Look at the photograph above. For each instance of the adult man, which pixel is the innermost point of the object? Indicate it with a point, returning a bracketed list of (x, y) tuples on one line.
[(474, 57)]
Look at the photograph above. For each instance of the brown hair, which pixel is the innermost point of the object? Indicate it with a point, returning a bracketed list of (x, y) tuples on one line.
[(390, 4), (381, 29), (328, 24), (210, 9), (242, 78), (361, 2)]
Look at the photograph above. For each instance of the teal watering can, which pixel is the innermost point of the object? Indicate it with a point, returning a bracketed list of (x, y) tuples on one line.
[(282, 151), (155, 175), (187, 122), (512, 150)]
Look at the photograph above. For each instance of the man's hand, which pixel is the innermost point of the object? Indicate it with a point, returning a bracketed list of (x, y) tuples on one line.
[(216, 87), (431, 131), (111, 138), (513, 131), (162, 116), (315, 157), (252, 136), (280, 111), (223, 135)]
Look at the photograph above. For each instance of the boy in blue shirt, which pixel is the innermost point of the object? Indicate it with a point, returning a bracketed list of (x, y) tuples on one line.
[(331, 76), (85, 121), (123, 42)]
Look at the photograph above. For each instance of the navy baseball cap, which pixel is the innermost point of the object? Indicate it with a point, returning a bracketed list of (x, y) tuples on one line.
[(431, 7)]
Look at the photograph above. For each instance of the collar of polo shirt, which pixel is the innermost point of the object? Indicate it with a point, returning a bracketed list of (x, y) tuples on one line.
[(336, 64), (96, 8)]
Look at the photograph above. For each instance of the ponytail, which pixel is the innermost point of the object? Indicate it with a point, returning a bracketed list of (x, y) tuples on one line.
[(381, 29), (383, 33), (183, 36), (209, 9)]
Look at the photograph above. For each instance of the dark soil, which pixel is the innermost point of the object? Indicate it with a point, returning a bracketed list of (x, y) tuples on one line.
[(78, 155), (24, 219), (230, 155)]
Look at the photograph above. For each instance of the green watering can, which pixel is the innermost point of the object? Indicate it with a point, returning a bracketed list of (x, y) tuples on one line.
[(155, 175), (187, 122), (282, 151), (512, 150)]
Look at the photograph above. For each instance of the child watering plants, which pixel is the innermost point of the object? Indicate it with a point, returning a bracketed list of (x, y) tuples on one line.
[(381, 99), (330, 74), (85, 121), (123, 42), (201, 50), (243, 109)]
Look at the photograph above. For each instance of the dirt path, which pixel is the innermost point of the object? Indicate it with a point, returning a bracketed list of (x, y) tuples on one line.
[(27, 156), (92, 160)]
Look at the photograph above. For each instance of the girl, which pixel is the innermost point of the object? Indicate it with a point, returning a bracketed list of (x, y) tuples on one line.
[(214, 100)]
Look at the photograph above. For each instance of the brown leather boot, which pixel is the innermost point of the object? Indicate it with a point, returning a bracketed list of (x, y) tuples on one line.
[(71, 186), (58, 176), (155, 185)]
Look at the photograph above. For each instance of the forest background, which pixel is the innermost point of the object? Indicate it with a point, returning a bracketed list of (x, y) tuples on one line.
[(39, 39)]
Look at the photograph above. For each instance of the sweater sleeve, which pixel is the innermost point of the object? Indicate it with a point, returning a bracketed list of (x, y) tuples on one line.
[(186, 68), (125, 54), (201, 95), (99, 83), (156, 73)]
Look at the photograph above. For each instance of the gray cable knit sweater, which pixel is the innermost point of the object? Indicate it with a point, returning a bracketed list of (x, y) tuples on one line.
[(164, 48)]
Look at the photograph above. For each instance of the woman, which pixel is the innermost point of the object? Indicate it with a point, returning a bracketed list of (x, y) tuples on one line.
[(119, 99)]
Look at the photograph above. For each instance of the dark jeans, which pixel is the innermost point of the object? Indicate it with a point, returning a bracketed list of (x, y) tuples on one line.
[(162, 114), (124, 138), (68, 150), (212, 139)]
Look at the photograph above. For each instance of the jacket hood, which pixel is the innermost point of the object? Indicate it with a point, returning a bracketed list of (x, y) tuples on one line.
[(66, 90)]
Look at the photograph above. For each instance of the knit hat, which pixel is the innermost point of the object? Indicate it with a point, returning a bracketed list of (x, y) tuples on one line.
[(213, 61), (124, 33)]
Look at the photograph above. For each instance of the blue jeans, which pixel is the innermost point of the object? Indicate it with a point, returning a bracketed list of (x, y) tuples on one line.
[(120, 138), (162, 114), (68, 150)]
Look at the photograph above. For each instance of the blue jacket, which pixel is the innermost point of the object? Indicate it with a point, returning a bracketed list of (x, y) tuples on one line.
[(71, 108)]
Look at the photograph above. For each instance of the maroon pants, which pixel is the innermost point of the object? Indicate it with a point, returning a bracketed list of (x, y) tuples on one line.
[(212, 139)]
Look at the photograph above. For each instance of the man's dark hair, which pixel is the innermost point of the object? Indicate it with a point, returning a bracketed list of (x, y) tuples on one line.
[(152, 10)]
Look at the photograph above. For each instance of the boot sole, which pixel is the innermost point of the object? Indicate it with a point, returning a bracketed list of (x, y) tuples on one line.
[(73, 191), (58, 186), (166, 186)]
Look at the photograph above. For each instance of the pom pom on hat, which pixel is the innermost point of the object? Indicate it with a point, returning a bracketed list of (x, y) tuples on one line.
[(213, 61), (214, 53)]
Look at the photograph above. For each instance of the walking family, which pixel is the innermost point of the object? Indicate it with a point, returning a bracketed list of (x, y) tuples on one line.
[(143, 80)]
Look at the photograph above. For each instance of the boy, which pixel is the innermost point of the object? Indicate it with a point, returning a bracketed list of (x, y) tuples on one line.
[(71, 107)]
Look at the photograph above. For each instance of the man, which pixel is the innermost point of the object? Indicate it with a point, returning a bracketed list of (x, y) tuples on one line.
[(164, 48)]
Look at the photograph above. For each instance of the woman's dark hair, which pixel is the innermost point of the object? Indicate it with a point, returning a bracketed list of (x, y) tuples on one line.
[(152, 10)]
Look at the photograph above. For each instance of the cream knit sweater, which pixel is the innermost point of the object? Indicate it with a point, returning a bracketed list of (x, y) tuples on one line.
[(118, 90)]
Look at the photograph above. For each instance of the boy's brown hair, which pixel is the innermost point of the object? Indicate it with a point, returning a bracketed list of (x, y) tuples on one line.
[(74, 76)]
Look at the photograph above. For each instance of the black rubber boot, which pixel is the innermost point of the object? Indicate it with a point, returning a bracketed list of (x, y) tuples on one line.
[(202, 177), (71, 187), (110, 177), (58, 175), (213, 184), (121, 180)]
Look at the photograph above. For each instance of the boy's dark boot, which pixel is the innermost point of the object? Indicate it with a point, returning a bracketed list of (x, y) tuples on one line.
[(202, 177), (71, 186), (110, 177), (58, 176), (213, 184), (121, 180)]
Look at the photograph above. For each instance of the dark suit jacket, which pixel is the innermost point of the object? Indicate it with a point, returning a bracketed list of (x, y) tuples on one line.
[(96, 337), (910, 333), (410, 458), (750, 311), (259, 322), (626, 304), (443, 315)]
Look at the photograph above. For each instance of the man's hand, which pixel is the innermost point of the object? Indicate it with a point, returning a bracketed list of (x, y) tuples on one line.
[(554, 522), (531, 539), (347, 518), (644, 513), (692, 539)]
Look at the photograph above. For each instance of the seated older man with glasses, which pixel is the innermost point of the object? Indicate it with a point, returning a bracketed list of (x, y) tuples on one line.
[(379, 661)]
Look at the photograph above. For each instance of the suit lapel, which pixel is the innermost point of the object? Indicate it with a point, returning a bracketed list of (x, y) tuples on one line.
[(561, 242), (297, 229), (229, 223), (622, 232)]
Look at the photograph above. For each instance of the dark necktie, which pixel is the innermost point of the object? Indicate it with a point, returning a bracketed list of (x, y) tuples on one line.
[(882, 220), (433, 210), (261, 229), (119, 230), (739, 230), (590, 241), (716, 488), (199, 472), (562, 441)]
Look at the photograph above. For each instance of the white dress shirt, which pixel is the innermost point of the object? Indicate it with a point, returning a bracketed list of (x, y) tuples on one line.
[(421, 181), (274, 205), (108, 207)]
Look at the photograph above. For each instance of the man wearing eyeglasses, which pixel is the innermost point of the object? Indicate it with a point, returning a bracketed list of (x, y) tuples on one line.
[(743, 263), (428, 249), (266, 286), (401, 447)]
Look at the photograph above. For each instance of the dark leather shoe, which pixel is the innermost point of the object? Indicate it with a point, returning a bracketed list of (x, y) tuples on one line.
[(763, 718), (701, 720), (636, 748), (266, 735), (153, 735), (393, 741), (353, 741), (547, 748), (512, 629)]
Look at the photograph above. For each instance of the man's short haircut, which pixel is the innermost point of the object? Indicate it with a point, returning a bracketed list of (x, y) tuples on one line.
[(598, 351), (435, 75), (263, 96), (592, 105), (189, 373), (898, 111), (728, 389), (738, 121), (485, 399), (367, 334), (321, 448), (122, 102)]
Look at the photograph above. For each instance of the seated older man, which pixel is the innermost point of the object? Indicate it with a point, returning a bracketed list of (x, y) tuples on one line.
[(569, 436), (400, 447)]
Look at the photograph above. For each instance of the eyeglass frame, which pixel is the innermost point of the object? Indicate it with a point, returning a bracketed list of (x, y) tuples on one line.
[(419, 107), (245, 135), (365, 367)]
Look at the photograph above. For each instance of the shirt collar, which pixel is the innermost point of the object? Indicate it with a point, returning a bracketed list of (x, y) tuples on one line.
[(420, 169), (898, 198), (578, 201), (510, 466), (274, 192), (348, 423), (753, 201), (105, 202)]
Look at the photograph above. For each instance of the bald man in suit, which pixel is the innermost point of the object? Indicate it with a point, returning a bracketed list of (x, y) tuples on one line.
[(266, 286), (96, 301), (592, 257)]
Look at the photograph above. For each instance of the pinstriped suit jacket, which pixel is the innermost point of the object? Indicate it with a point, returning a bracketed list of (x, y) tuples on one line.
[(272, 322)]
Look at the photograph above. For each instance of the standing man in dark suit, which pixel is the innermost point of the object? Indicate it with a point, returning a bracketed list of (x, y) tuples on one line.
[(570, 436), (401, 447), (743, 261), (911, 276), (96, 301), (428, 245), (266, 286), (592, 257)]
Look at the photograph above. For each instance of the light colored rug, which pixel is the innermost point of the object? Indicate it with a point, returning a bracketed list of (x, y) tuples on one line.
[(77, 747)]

What to do. In the listing above, find the line with "Look at the photograph above. For each instance of the bald" and set down that line and all after it exactly, through the final line.

Result for this exercise.
Look at the photograph above. For each instance of the bald man in suit, which pixel is the innermost point of the object? Indicate it with a point, returning a bracketed list of (x, y) tuples on one line.
[(266, 286), (96, 301), (592, 257)]
Look at the photograph above. For each instance of the pinstriped suit jacket, which pixel is the innermost point of the object? Indicate it with a point, returning a bracketed list of (x, y) tuples on one line.
[(272, 322)]
Look at the photograph above. For each instance of the standing man in dark suit, which pixel is the innermost point of the object? Indicate it with a point, returning a bracketed list of (x, y) tuples on one line.
[(570, 436), (401, 447), (743, 261), (911, 276), (96, 301), (428, 245), (266, 286), (592, 257)]
Look at the photograph above. For each instance of the light colored rug, which pixel is the innermost point of the object? Indicate it with a point, returning a bracketed list of (x, y) tuples on one line.
[(77, 747)]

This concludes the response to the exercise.